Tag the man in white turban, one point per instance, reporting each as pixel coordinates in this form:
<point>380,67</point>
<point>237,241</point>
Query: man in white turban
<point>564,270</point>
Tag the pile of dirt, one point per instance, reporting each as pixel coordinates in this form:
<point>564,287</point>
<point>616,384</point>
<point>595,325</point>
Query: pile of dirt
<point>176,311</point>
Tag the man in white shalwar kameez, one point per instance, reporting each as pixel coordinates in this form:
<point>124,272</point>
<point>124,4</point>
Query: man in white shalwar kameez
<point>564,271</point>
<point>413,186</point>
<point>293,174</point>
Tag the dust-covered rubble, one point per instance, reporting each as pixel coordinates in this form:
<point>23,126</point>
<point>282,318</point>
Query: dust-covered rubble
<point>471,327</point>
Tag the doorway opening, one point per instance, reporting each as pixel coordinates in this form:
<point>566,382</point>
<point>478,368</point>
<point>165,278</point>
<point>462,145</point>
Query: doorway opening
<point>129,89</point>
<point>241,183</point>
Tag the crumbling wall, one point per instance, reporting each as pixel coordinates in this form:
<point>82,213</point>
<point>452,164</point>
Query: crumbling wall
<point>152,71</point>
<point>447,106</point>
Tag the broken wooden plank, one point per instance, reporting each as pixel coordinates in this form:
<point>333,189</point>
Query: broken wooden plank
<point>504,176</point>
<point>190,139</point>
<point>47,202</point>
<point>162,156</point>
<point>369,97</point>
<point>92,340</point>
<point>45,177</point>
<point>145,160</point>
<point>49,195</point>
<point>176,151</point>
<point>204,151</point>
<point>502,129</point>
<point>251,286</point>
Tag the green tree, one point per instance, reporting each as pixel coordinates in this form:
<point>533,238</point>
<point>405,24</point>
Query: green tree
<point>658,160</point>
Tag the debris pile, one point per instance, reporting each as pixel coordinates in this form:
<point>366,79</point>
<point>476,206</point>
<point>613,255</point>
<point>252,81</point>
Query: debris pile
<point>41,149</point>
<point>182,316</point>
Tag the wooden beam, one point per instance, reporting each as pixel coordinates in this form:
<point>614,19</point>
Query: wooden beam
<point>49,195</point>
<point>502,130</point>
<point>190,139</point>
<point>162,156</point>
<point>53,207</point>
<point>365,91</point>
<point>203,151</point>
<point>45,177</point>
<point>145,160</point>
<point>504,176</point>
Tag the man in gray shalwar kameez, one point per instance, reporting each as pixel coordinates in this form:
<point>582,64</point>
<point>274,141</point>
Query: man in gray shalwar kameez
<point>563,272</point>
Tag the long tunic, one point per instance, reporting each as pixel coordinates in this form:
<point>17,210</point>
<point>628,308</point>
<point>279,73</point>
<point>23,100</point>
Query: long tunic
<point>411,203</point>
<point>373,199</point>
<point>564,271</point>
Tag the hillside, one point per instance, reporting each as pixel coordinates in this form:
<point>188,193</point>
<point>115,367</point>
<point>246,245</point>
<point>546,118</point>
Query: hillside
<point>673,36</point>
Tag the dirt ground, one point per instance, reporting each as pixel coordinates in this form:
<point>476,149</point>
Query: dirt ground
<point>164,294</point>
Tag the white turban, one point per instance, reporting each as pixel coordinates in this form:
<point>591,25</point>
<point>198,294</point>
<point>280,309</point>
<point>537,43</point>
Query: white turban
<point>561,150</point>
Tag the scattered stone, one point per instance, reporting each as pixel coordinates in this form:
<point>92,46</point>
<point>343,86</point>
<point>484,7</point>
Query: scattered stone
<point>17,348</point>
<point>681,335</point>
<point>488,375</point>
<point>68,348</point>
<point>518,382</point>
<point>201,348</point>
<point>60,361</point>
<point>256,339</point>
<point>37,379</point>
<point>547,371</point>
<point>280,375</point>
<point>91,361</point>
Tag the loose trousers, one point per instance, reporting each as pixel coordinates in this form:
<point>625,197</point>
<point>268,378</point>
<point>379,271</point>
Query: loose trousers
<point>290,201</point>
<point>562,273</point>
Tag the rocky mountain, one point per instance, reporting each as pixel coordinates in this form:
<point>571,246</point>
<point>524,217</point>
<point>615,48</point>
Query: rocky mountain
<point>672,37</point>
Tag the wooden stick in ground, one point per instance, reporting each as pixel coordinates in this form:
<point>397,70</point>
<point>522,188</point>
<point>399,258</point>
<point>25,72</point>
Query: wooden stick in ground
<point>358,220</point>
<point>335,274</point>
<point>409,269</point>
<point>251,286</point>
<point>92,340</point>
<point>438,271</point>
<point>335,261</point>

# What you are asked to do:
Reproduce the records from the beginning up to and including the line containing "<point>564,270</point>", requests included. Scale every point coordinate in the answers by 1.2 and round to whole numbers, with halves rounded up, but leave the requests and their format samples unchanged.

# Task solution:
Tag the man in white turban, one point per instance, reporting each as pixel coordinates in this form:
<point>380,67</point>
<point>237,241</point>
Query: man in white turban
<point>677,324</point>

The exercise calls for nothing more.